[[ PASSAGE SHOWN, beginning ]]

This is an article about unlearning data, not about not consuming it in the first place.
LLM's are not storing learned data in it's raw, original form. They are injesting it and building an understanding of language based off of it.
Attempting to peel out that knowledge would be incredibly difficult, if not impossible because there's really no way to identify it.
And we're saying that if peeling out knowledge that someone has a right to have forgotten is difficult or impossible, that knowledge should not have been used to begin with. If enforcement means big tech companies have to throw out models because they used personal information without knowledge or consent, boo fucking hoo, let me find a Lilliputian to build a violin for me to play.
Okay I get it but that's a different argument. Starting fresh only gets you so far. Once am LLM exists and is exposed to the public users can submit any data they like and the LLM has no idea the source.
You could argue then that these models shouldn't be able to use user submitted data but that would be a devastating restriction to the technology and that starts to become a question of whatever we want this tech to exist at all.

[[ PASSAGE SHOWN, end ]]
[[ DATASET EXCERPT, beginning ]]

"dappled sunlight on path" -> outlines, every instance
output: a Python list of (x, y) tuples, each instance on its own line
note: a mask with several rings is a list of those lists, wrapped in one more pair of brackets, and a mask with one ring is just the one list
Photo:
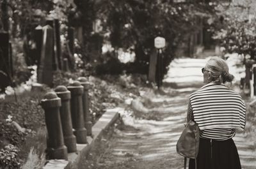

[[ DATASET EXCERPT, end ]]

_ACTIVITY_
Carry on the discussion about removing personal data from trained language models, starting after its last sentence. Nothing in the listing is needed.

_TASK RESPONSE_
A) this article isn't about a big tech company, it's about an academic researcher. B) he had consent to use the data when he trained the model. The participants later revoked their consent to have their data used.
At the time they used the data, they had a right to use it. The participants later revoked their consent for their data to be used, after the model was already trained at an enormous cost.
I have to admit my comment is not really relevant to the article itself (also, I read only the free part of it).
It was more a reaction to the comment above, which felt more generic. My concern about LLMs is that I could never find an auditable list of websites that were crawled, which would be reasonable to ask for, I think.
And the rest of the data Google has been viewing, cataloging and selling back to everyone for years, because they’re legally allowed to do so… you don’t see the irony in that?
Are they selling back scrapped content? I thought it was only user behaviors through the ad network?
About cataloging at least it is opt-out though robot.txt 🤷
EDIT: plus, "we are already doing bad" is never a good argument to continue doing bad, if Google were to be in fault this could get the traction to slap their ass
Google crawls the internet, archives entire actual photos, large snippets (at least) from every website it sees, aggregates it into a different form and serves it back to people for profit. It’s the same business model, different results with the processing of the data.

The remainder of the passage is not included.